◆ Written task: Copy every line of the data below verbatim, from start to end. Leave out the pictures.
◆ ◆ ◆
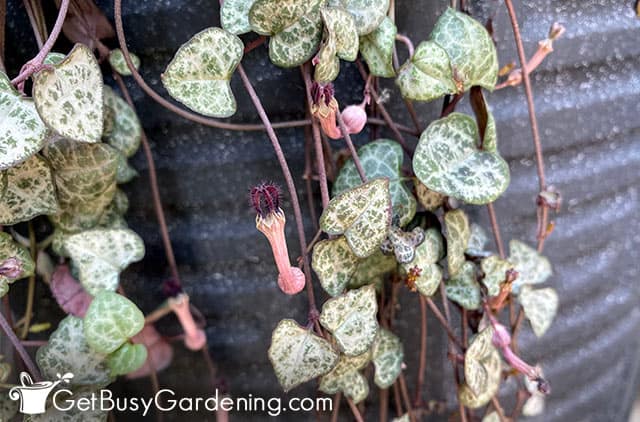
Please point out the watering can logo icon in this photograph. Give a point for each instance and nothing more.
(33, 396)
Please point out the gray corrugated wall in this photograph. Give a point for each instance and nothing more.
(587, 96)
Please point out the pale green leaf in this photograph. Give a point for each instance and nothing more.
(128, 358)
(68, 351)
(85, 178)
(346, 378)
(540, 307)
(381, 158)
(351, 318)
(234, 16)
(68, 96)
(29, 192)
(447, 160)
(463, 288)
(298, 355)
(119, 64)
(199, 74)
(334, 263)
(99, 255)
(362, 214)
(368, 14)
(387, 354)
(377, 49)
(110, 321)
(532, 267)
(22, 132)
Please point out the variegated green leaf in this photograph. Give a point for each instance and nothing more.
(463, 288)
(494, 270)
(199, 73)
(295, 27)
(351, 318)
(448, 161)
(458, 233)
(124, 126)
(540, 307)
(22, 132)
(368, 14)
(99, 255)
(68, 351)
(387, 354)
(470, 48)
(381, 158)
(128, 358)
(68, 96)
(482, 370)
(532, 267)
(298, 355)
(85, 178)
(29, 192)
(427, 75)
(119, 64)
(377, 49)
(334, 263)
(346, 378)
(362, 214)
(425, 263)
(234, 16)
(110, 321)
(16, 257)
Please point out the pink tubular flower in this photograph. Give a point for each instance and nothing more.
(270, 220)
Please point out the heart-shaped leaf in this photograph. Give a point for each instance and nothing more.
(22, 133)
(387, 354)
(298, 355)
(68, 351)
(346, 378)
(368, 14)
(68, 96)
(119, 64)
(295, 27)
(458, 232)
(29, 192)
(110, 321)
(377, 49)
(463, 288)
(124, 126)
(448, 161)
(334, 263)
(540, 307)
(532, 267)
(470, 48)
(381, 158)
(100, 254)
(427, 75)
(495, 273)
(85, 177)
(424, 264)
(17, 260)
(482, 370)
(199, 74)
(351, 318)
(128, 358)
(234, 16)
(362, 214)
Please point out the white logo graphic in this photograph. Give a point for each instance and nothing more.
(33, 396)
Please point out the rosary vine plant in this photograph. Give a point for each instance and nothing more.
(394, 217)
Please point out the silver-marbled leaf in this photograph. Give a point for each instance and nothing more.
(68, 96)
(448, 160)
(298, 355)
(198, 75)
(351, 319)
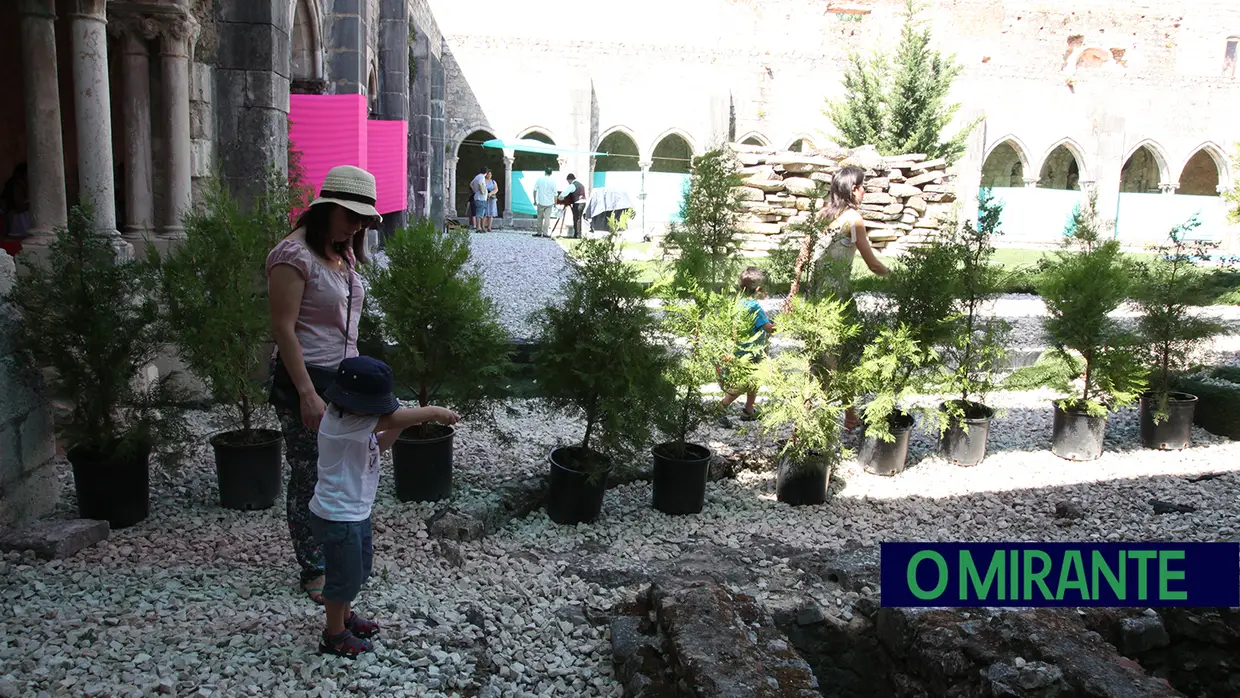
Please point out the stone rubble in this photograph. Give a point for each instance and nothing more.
(907, 196)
◆ ◆ ◆
◆ Output:
Please point out the watering can logo icon in this photograph. Give a point for each instance and nothing more.
(33, 396)
Please point out the gray corrugated wall in this photograph. Give a point for each instance and nothing more.
(587, 96)
Please point out the pale green leaf in this photograph. Give a point for each instance and nothing more.
(128, 358)
(68, 351)
(85, 178)
(346, 378)
(540, 307)
(381, 158)
(351, 318)
(234, 16)
(68, 96)
(29, 192)
(447, 160)
(463, 288)
(298, 355)
(119, 64)
(199, 74)
(334, 263)
(99, 255)
(362, 214)
(368, 14)
(387, 354)
(377, 49)
(110, 321)
(532, 267)
(22, 132)
Please point out the variegated green leaf in this photograph. Give a point for each instance and nothing more.
(463, 288)
(494, 270)
(199, 73)
(295, 27)
(351, 318)
(448, 161)
(458, 233)
(124, 126)
(540, 307)
(22, 132)
(368, 14)
(99, 255)
(68, 351)
(387, 354)
(470, 48)
(381, 158)
(128, 358)
(68, 96)
(482, 370)
(532, 267)
(298, 355)
(85, 178)
(29, 192)
(427, 75)
(119, 64)
(377, 49)
(334, 263)
(346, 378)
(362, 214)
(425, 263)
(234, 16)
(110, 321)
(16, 257)
Please point out the pink tubular flower in this photograph. Give a point for each instance and nothing more.
(270, 220)
Please point out the heart-shaped leaf in this photograph. Give a point for each instance and nothing more.
(22, 133)
(387, 354)
(298, 355)
(68, 351)
(346, 378)
(368, 14)
(68, 96)
(119, 64)
(295, 27)
(458, 232)
(29, 192)
(110, 321)
(377, 49)
(463, 288)
(124, 126)
(448, 161)
(334, 263)
(540, 307)
(532, 267)
(470, 48)
(381, 158)
(100, 254)
(427, 75)
(495, 273)
(85, 177)
(424, 264)
(17, 260)
(482, 370)
(199, 74)
(351, 318)
(128, 358)
(234, 16)
(362, 214)
Please point out the white logo graphic in this photograph. Give a point for each instance and nothing more.
(33, 396)
Please point out the rosary vine plant in this photograph. Give a point for each instance and nothing more.
(394, 217)
Please point out the silver-marbled leaf in this photograph. Give a point for each instance and nothing more.
(68, 96)
(448, 160)
(298, 355)
(198, 75)
(351, 319)
Please point out the stone rubble in this photograph. Give a point for each instance and nothing more.
(907, 196)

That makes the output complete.